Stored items
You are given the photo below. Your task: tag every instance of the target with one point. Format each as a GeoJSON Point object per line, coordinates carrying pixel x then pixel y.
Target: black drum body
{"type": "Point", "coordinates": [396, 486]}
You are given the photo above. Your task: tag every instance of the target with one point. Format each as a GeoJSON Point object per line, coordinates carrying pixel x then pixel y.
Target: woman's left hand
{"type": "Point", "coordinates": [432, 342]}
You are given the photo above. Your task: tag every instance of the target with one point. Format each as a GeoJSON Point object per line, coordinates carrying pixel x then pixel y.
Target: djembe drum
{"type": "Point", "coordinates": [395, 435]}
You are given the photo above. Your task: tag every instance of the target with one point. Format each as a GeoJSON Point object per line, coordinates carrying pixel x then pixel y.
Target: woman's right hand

* The task:
Repeat the material word for word, in full.

* Finished task:
You are given the photo below. Your task: tag every instance of the target with one point. Format each as a GeoJSON Point object per line, coordinates carrying pixel x then pixel y.
Target: black drum body
{"type": "Point", "coordinates": [396, 486]}
You are given the photo above. Your task: tag every instance of the target with one point. Format each as a GeoJSON Point object per line, coordinates carrying pixel x then pixel y.
Target: woman's left hand
{"type": "Point", "coordinates": [432, 342]}
You are given the photo above. Your task: tag every instance of the target with one point. Format each as a GeoJSON Point object per line, coordinates carrying pixel x then pixel y.
Target: djembe drum
{"type": "Point", "coordinates": [395, 435]}
You are given the photo above. Your task: tag every instance of the target with one point. Format each as a GeoJSON Point object per line, coordinates carrying pixel x then pixel y.
Target: woman's right hand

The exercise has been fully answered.